[Begin]

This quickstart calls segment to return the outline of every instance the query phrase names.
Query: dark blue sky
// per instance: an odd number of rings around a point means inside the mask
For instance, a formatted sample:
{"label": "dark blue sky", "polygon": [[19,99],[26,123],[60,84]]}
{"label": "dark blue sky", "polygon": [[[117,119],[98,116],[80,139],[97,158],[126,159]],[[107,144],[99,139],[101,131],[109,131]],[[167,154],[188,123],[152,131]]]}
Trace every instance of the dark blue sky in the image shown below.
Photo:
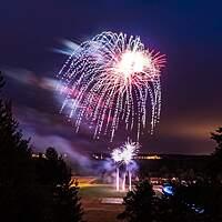
{"label": "dark blue sky", "polygon": [[0,4],[0,68],[27,135],[38,147],[105,150],[74,134],[49,90],[65,60],[60,39],[82,42],[111,30],[140,36],[167,54],[163,105],[150,152],[209,153],[210,131],[222,125],[222,2],[204,0],[4,0]]}

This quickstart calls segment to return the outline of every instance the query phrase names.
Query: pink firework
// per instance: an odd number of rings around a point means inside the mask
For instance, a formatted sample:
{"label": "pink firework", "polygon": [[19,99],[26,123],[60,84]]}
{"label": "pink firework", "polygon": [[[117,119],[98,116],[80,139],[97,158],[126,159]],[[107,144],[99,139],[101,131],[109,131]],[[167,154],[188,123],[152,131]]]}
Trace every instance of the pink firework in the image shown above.
{"label": "pink firework", "polygon": [[112,141],[123,125],[139,141],[160,119],[164,63],[140,37],[102,32],[80,44],[61,69],[60,91],[67,92],[61,111],[69,109],[77,131],[87,122],[94,138],[108,134]]}

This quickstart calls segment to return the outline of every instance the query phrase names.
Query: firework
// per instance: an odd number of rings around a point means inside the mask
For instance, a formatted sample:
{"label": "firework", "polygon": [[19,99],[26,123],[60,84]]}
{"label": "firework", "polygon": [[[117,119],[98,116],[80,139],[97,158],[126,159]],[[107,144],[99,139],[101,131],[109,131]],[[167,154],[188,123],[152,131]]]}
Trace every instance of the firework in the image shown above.
{"label": "firework", "polygon": [[125,191],[125,176],[127,171],[129,175],[129,190],[132,190],[132,173],[131,169],[129,168],[129,164],[132,163],[133,158],[137,155],[139,150],[139,144],[135,142],[125,142],[122,147],[119,149],[114,149],[111,153],[112,160],[117,163],[117,174],[115,174],[115,182],[117,182],[117,191],[120,189],[120,170],[119,165],[125,164],[125,171],[123,172],[122,178],[122,191]]}
{"label": "firework", "polygon": [[61,69],[61,111],[69,110],[77,132],[85,122],[94,138],[108,134],[112,141],[123,125],[139,141],[160,118],[164,62],[140,37],[102,32],[80,44]]}

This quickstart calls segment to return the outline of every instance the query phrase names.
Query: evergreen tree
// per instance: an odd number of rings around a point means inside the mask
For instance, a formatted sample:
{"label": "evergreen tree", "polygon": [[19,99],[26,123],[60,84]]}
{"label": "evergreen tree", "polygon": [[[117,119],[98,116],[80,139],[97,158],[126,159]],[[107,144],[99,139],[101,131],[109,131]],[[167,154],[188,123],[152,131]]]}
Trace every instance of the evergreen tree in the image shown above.
{"label": "evergreen tree", "polygon": [[222,182],[222,128],[211,133],[211,139],[216,142],[215,151],[211,155],[208,167],[213,182]]}
{"label": "evergreen tree", "polygon": [[135,183],[132,191],[123,199],[125,210],[118,215],[127,222],[149,222],[155,219],[155,198],[150,181],[142,180]]}

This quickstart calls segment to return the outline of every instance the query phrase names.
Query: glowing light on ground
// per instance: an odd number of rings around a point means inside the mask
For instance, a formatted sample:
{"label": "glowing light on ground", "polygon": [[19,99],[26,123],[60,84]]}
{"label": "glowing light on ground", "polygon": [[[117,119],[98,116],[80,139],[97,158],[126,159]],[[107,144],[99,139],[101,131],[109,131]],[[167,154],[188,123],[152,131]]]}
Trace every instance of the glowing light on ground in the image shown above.
{"label": "glowing light on ground", "polygon": [[107,134],[112,141],[123,125],[139,141],[160,119],[164,62],[140,37],[102,32],[81,43],[58,74],[61,112],[69,112],[77,132],[87,123],[94,139]]}
{"label": "glowing light on ground", "polygon": [[120,190],[120,170],[119,167],[124,164],[125,171],[123,172],[122,176],[122,191],[125,191],[125,176],[128,172],[129,176],[129,190],[132,190],[132,173],[130,169],[130,163],[133,161],[133,158],[137,155],[139,150],[139,144],[135,142],[125,142],[124,145],[120,147],[119,149],[114,149],[111,153],[112,160],[117,164],[117,174],[115,174],[115,183],[117,183],[117,191]]}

[End]

■ Exercise details ■
Copy the records above exactly. The pictures are not part of the copy.

■ Exercise output ■
This quickstart calls segment to return the outline of every instance the query phrase names.
Query: dark blue sky
// per instance: an odd number of rings around a point means inside the mask
For instance, a formatted sample:
{"label": "dark blue sky", "polygon": [[19,99],[26,123],[60,84]]}
{"label": "dark blue sky", "polygon": [[[117,119],[98,116],[80,139],[97,158],[126,159]],[[107,144],[99,139],[101,131],[109,131]],[[167,154],[188,123],[152,131]]]}
Trace every instance of the dark blue sky in the image shown below.
Photo:
{"label": "dark blue sky", "polygon": [[0,4],[0,68],[27,135],[38,147],[105,150],[74,134],[49,90],[65,60],[60,39],[82,42],[111,30],[140,36],[167,54],[163,105],[150,152],[209,153],[210,131],[222,125],[222,2],[204,0],[4,0]]}

This quickstart calls segment to return the outline of every instance the query phrase names.
Query: pink firework
// per instance: an odd number of rings around a point means inside the mask
For instance, a formatted sample:
{"label": "pink firework", "polygon": [[19,99],[26,123],[60,84]]}
{"label": "pink firework", "polygon": [[[117,119],[98,116],[80,139],[97,158],[126,159]],[[107,144],[99,139],[101,131],[109,131]],[[167,154],[188,123],[152,131]]]}
Trace every instance of the pink firework in the image shown above.
{"label": "pink firework", "polygon": [[112,141],[123,125],[139,141],[160,119],[164,63],[140,37],[102,32],[80,44],[61,69],[60,91],[67,92],[61,111],[69,109],[77,131],[87,122],[94,138],[108,134]]}

This quickstart calls segment to return the outline of every instance the query phrase names.
Query: firework
// per instance: an odd number of rings around a point means inside the mask
For instance, a formatted sample:
{"label": "firework", "polygon": [[19,99],[26,123],[60,84]]}
{"label": "firework", "polygon": [[[117,119],[98,116],[80,139],[97,158],[126,159]],[[107,144],[99,139],[101,131],[109,131]],[[167,154],[188,123],[152,131]]]}
Trace every instance of the firework in the image shown above.
{"label": "firework", "polygon": [[125,191],[125,176],[127,171],[129,175],[129,190],[132,190],[132,173],[131,169],[129,168],[129,164],[132,163],[133,158],[137,155],[139,150],[139,144],[135,142],[125,142],[122,147],[119,149],[114,149],[111,153],[112,160],[117,163],[117,174],[115,174],[115,182],[117,182],[117,191],[120,189],[120,170],[119,165],[125,164],[125,171],[123,172],[122,178],[122,191]]}
{"label": "firework", "polygon": [[61,69],[61,111],[69,110],[77,132],[85,122],[94,138],[108,134],[112,141],[123,125],[139,141],[160,118],[164,62],[140,37],[102,32],[80,44]]}

This quickstart calls segment to return the outline of every instance the query phrase names.
Query: evergreen tree
// per instance: an odd number of rings around a point means inside the mask
For instance, a formatted sample:
{"label": "evergreen tree", "polygon": [[19,99],[26,123],[60,84]]}
{"label": "evergreen tree", "polygon": [[[117,119],[98,116],[80,139],[97,158],[126,159]],[[107,144],[99,139],[101,131],[109,131]],[[167,154],[188,123],[152,131]]]}
Trace every instance of the evergreen tree in the image shown above.
{"label": "evergreen tree", "polygon": [[222,182],[222,128],[211,133],[211,139],[216,142],[215,151],[211,155],[208,167],[213,182]]}
{"label": "evergreen tree", "polygon": [[135,183],[132,191],[123,199],[125,210],[118,215],[127,222],[149,222],[155,219],[155,198],[150,181],[142,180]]}

This quickstart calls segment to return the outline of every instance the query phrase names.
Query: glowing light on ground
// per instance: an odd number of rings around a point means inside the mask
For instance, a formatted sample:
{"label": "glowing light on ground", "polygon": [[19,99],[26,123],[60,84]]}
{"label": "glowing light on ground", "polygon": [[[117,119],[98,116],[80,139],[97,158],[126,159]],[[107,144],[99,139],[101,131],[109,131]],[[167,154],[188,123],[152,131]]]}
Trace every instance of the glowing light on ground in the image shown above.
{"label": "glowing light on ground", "polygon": [[107,134],[112,141],[123,125],[139,141],[160,119],[164,62],[140,37],[102,32],[81,43],[58,74],[61,112],[69,112],[77,132],[87,123],[94,139]]}
{"label": "glowing light on ground", "polygon": [[120,190],[120,170],[119,167],[124,164],[125,171],[123,172],[122,176],[122,191],[125,191],[125,176],[128,172],[129,176],[129,190],[132,190],[132,173],[130,169],[130,163],[133,161],[133,158],[137,155],[139,150],[139,144],[135,142],[125,142],[124,145],[120,147],[119,149],[114,149],[111,153],[112,160],[117,164],[117,174],[115,174],[115,183],[117,183],[117,191]]}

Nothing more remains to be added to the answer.